Count how many lines in the items below contain the string "wheelchair". Reply with the number alone.
╭─ EXCERPTED DATA
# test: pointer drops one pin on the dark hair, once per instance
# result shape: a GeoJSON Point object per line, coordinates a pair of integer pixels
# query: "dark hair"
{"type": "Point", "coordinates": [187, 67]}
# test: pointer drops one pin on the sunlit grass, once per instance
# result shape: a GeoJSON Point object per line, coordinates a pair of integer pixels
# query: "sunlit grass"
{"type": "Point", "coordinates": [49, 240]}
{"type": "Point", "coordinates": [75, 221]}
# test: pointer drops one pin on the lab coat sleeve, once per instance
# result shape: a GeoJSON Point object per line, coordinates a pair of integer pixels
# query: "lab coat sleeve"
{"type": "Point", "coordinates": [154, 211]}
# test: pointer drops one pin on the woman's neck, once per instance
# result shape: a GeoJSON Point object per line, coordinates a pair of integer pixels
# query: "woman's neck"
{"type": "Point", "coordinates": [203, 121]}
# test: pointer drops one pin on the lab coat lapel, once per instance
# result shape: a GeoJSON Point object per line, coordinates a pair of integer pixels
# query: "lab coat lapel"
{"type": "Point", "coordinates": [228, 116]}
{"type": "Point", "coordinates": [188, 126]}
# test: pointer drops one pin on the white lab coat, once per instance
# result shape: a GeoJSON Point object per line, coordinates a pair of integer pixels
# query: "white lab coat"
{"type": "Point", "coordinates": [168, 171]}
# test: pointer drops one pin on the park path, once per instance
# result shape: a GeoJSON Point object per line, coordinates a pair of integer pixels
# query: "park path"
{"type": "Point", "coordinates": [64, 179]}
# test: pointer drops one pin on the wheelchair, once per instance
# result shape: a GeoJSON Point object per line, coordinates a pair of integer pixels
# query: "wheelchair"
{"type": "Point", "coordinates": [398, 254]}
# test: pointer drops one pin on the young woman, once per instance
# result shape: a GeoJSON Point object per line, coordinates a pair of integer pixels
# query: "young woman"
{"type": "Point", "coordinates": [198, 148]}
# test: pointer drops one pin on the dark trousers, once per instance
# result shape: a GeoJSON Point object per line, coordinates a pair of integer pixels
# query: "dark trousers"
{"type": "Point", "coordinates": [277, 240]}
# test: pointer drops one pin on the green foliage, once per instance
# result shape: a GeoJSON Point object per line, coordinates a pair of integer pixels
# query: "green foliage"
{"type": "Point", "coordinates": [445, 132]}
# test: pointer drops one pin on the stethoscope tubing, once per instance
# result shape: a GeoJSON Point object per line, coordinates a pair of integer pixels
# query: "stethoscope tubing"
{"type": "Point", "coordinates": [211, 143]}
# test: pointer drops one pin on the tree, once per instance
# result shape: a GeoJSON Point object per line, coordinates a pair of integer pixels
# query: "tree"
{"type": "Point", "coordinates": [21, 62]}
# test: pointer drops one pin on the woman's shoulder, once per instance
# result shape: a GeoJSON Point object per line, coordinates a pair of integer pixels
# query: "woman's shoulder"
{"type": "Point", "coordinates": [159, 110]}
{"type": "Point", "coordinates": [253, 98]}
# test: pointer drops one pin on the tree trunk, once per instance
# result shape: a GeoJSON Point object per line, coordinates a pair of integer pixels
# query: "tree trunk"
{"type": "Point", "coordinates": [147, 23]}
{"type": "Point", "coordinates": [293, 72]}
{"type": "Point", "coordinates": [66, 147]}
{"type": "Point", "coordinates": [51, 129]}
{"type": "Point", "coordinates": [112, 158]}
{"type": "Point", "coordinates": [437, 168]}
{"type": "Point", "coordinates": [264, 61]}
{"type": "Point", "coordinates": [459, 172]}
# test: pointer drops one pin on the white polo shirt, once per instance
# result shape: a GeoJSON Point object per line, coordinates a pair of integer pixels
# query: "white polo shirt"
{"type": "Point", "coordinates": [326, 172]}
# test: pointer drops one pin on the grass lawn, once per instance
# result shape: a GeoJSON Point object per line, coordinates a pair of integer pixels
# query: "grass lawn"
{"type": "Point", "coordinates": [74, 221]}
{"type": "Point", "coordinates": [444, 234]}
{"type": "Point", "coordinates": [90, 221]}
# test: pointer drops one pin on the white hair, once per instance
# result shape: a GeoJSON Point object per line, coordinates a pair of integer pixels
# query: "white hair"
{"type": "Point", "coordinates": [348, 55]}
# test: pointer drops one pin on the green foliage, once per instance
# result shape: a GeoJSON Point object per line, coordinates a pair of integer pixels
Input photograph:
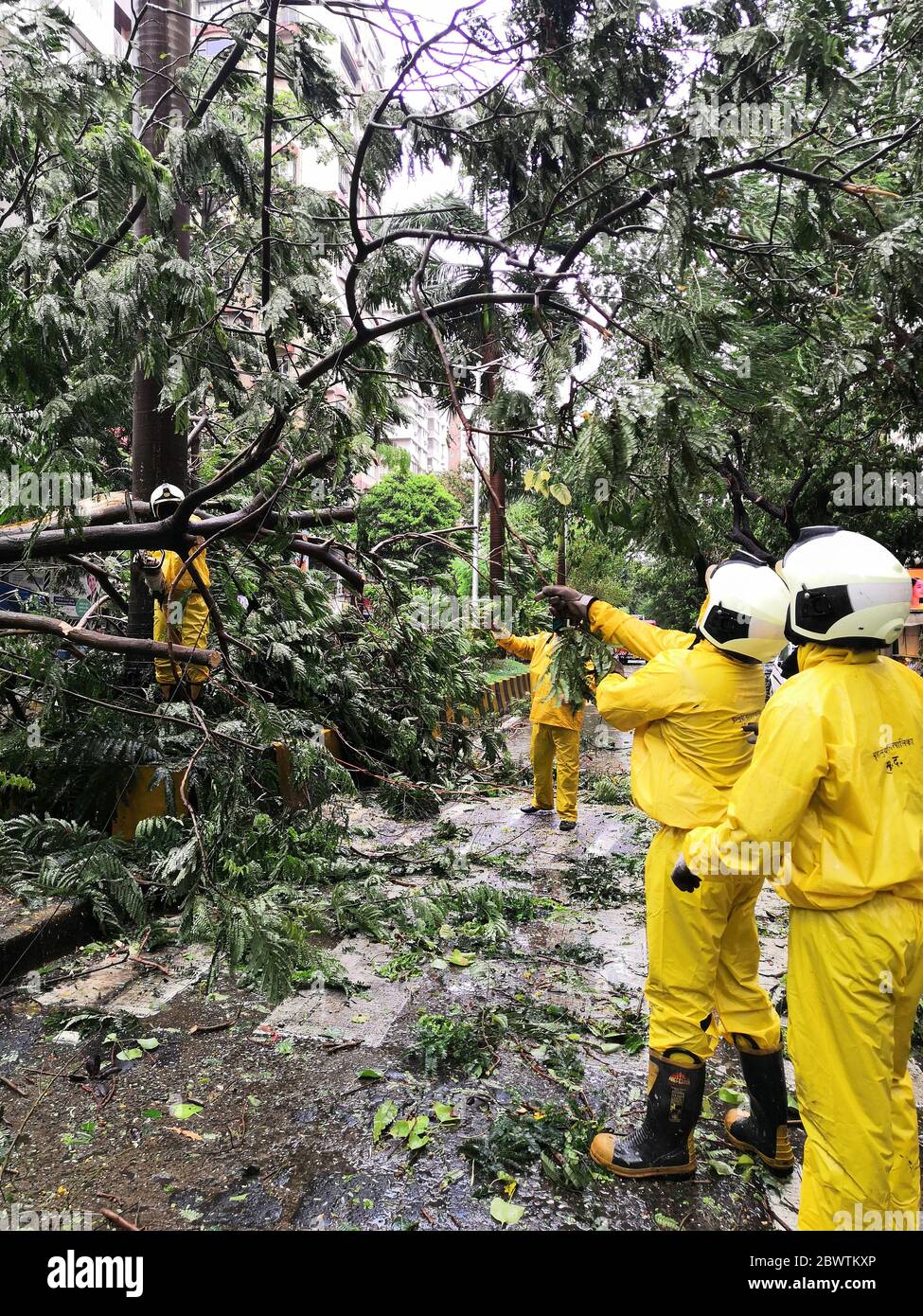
╰─
▶ **WRITTEN SOLUTION**
2